# SUPPLIED INFORMATION:
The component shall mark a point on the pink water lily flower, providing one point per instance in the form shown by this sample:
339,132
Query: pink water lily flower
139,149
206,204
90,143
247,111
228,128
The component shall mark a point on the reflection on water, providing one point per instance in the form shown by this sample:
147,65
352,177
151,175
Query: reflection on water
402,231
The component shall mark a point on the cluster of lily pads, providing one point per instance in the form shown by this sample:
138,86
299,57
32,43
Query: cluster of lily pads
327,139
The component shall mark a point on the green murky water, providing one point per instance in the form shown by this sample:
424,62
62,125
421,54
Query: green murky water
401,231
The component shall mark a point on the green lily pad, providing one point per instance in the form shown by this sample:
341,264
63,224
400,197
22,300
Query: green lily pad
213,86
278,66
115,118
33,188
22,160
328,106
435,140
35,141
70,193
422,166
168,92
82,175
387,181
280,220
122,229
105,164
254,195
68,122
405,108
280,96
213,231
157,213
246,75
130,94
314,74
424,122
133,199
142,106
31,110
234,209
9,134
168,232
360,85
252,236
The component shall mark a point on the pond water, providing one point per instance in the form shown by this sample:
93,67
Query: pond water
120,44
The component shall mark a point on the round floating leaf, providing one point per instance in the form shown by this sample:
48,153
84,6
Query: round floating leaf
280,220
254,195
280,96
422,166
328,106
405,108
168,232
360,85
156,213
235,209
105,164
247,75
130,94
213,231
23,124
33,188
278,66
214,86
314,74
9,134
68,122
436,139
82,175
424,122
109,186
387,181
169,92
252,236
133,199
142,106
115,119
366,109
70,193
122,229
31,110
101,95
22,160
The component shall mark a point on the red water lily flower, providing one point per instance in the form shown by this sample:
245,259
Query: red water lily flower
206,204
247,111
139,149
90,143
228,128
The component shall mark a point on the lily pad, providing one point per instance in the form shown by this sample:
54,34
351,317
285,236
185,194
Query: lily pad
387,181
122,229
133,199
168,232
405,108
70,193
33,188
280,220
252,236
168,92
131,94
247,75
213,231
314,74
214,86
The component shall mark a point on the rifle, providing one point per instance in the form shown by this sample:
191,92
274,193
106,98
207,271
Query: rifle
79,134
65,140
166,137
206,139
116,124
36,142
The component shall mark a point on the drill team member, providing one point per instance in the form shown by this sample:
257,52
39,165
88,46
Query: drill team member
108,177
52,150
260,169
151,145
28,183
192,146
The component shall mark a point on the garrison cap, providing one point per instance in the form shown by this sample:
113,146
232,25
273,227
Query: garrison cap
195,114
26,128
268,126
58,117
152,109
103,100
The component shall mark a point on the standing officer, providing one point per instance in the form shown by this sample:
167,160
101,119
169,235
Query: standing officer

# EXERCISE AIM:
Print the records again in their entirety, character for character.

# EXERCISE OUTPUT:
The component shall mark a point on the pink water lily flower, providing one point per instance in the form shown by this sample:
339,132
Query: pink water lily flower
139,149
206,204
90,143
247,111
228,128
The component shall mark a point on the reflection on water, providing one point per instance in the form shown by this sample:
147,65
352,177
151,175
Query: reflection on water
402,231
The component shall mark a point on the cluster of lily pads, providing one point per instance in the form shown by this sample:
138,86
299,57
32,43
Query: cluster of lily pads
327,139
The component shall mark a point on the green murky water, providing one point per instance in the form shown by this sample:
424,62
62,125
421,54
Query: green murky water
401,231
The component shall mark a point on the green lily pad, providing one point per instance in the form shown by this sample:
341,264
63,224
400,197
22,300
Query: green lily pad
213,86
278,66
115,118
33,188
22,160
328,106
435,140
35,141
70,193
422,166
168,92
82,175
387,181
280,220
122,229
105,164
254,195
68,122
405,108
280,96
213,231
157,213
246,75
130,94
314,74
424,122
133,199
142,106
31,110
234,209
9,134
168,232
360,85
252,236
The component shall mark a point on the pond water, providing one point per instance in the form shown by this sample:
93,67
Query: pond water
120,44
The component shall mark a point on the round floating leaf, providing one point per instance in the form shown by this sample:
48,153
84,6
Query: round floating leaf
280,220
254,195
280,96
422,166
328,106
405,108
168,232
360,85
156,213
235,209
105,164
247,75
130,94
213,231
23,124
33,188
278,66
214,86
314,74
9,134
68,122
436,139
82,175
424,122
109,186
387,181
169,92
252,236
133,199
142,106
115,119
366,109
70,193
122,229
31,110
101,95
22,160
The component shall mark a point on the red water lily flower, providing one point per instance in the form shown by this sample:
245,259
Query: red water lily flower
206,204
247,111
139,149
90,143
228,128
The component shall mark a point on the lily pad, providing one point per instance in the form shown by this sample:
54,34
351,317
285,236
185,194
Query: lily pad
387,181
122,229
133,199
168,232
405,108
70,193
33,188
280,220
252,236
168,92
131,94
247,75
213,231
314,74
214,86
The component shall mark a point on the rifle, providing one point per instance in the form shown by this sample:
191,92
274,193
106,98
207,271
Query: rifle
79,134
65,140
166,137
206,139
116,124
36,142
The component shall mark a point on the drill team member, providing one point per instance in the form shown by this sample:
257,52
39,165
88,46
Query: drill team member
108,177
52,150
260,169
151,145
28,183
192,146
The component shall mark a point on the garrison cap, providing one point per instance in the form shown by this sample:
113,146
232,25
273,227
Query: garrison cap
195,114
26,128
268,126
58,117
152,109
103,100
The component shall mark a point on the standing officer, providing one point per instance in the form shown by this sample:
167,160
101,119
169,235
Query: standing officer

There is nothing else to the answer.